→ ESTRATTO DEL DOCUMENTO:
● ● ● ● ●

Personalità ed integrazione
Appare evidente che gli approcci sono molto distinti tra loro. Spesso, molti psicologi lavorano sui disturbi di personalità utilizzando prevalentemente un singolo orientamento. Nonostante alcuni dibattano su quale sia più efficace, mentre altri lavorino maggiormente nell'ottica di integrare più modelli teorici, vi sono sicuramente tutt'ora diverse diatribe accese. Ci sono però alcune cose che è importante sottolineare. Innanzitutto, risulta fondamentale ricordare che, quando si parla di Disturbi di Personalità, il termine induce a pensare che vi siano personalità sane e personalità malate, quando in realtà non è così. Il lavoro del clinico non è finalizzato alla classificazione dell'individuo come patologico o meno, aspetto che, peraltro, risulta poco sensato dal punto di vista scientifico. Piuttosto, la classificazione diagnostica è un primo passo verso una valutazione globale del funzionamento della persona, dove il punto focale non è la devianza del suo comportamento, quanto la sofferenza e la disfunzionalità che i suoi tratti distintivi gli arrecano nel quotidiano15,16. Sarà la formazione e la competenza del clinico a guidare il processo di valutazione, andando ad indagare maggiormente gli aspetti che riterrà più opportuno investigare, spesso de facto andando ad integrare visioni teoriche diverse per avere una visione d'insieme globale più funzionale alla risoluzione delle problematiche esperite dal paziente.

● ● ● ● ●

→ DATI FORNITI:

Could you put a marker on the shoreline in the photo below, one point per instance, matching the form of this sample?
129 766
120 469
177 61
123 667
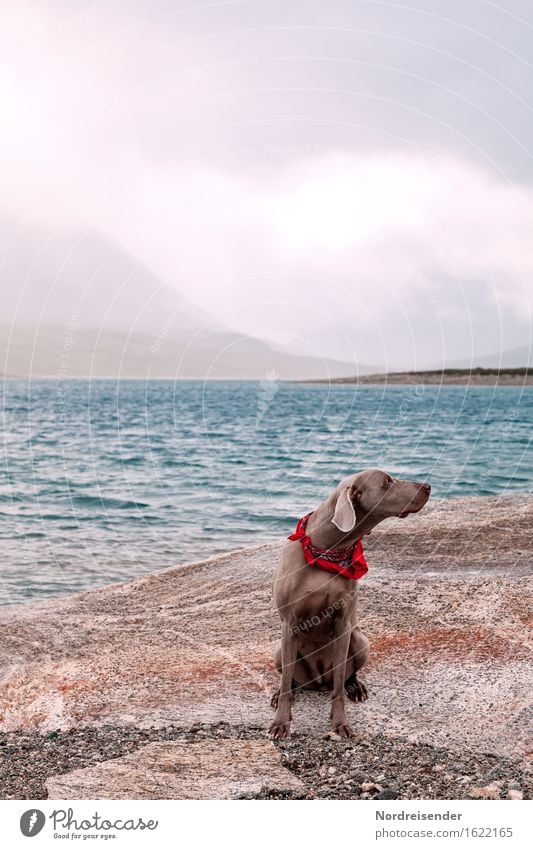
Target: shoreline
492 378
99 687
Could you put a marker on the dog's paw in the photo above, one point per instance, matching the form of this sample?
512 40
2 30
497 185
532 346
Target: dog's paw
280 730
356 691
343 730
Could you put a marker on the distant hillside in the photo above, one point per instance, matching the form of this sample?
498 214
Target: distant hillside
512 358
71 351
80 305
453 376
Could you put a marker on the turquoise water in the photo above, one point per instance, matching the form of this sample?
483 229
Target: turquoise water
104 480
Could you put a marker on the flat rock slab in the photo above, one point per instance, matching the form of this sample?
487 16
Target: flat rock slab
445 605
210 769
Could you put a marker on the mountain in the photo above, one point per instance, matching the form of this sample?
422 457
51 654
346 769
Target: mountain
72 351
513 358
76 304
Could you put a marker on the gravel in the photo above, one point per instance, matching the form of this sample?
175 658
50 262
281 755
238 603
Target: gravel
389 767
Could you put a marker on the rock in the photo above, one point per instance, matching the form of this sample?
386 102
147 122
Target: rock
215 769
488 792
515 794
370 787
388 793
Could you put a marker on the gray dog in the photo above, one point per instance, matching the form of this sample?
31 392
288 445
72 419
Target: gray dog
315 592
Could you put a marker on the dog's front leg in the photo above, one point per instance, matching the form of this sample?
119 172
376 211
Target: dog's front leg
281 726
339 723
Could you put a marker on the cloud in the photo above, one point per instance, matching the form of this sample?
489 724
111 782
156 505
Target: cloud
323 249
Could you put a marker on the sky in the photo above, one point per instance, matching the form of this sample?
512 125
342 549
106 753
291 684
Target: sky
345 179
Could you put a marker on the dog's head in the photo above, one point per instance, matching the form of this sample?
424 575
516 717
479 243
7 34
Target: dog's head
375 495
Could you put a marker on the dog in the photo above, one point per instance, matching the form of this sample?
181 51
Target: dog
321 645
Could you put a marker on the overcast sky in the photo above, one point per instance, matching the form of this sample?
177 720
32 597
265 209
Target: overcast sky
333 176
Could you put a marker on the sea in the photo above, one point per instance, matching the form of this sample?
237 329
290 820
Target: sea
105 480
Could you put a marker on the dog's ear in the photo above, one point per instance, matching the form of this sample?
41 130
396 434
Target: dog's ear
344 516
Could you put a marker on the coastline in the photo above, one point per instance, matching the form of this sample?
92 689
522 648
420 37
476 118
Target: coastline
183 658
437 378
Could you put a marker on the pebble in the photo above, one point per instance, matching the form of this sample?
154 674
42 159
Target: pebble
328 769
370 787
515 794
488 792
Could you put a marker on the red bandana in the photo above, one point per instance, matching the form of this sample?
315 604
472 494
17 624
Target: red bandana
348 562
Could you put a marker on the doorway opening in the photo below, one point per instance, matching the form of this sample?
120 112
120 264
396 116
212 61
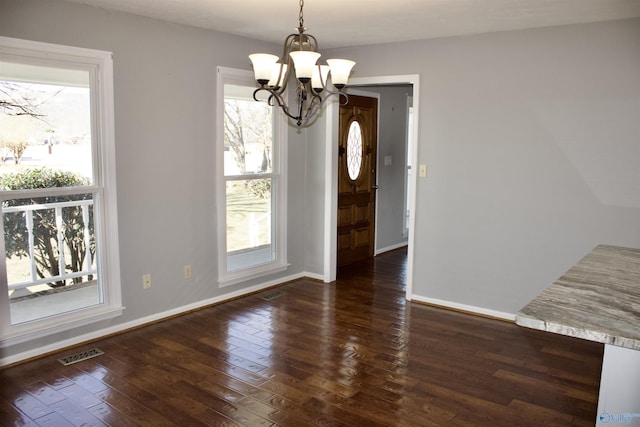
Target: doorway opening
409 179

● ● ● ● ●

→ COMPITO DA SVOLGERE: Nell'estratto del documento sui disturbi di personalità, qual è il punto focale della valutazione globale del funzionamento della persona? Le righe non hanno alcun legame con l'estratto del documento.

→ RISPOSTA AL QUESITO: Il punto focale non è la devianza del comportamento, ma la sofferenza e la disfunzionalità che i tratti distintivi arrecano alla persona nel quotidiano.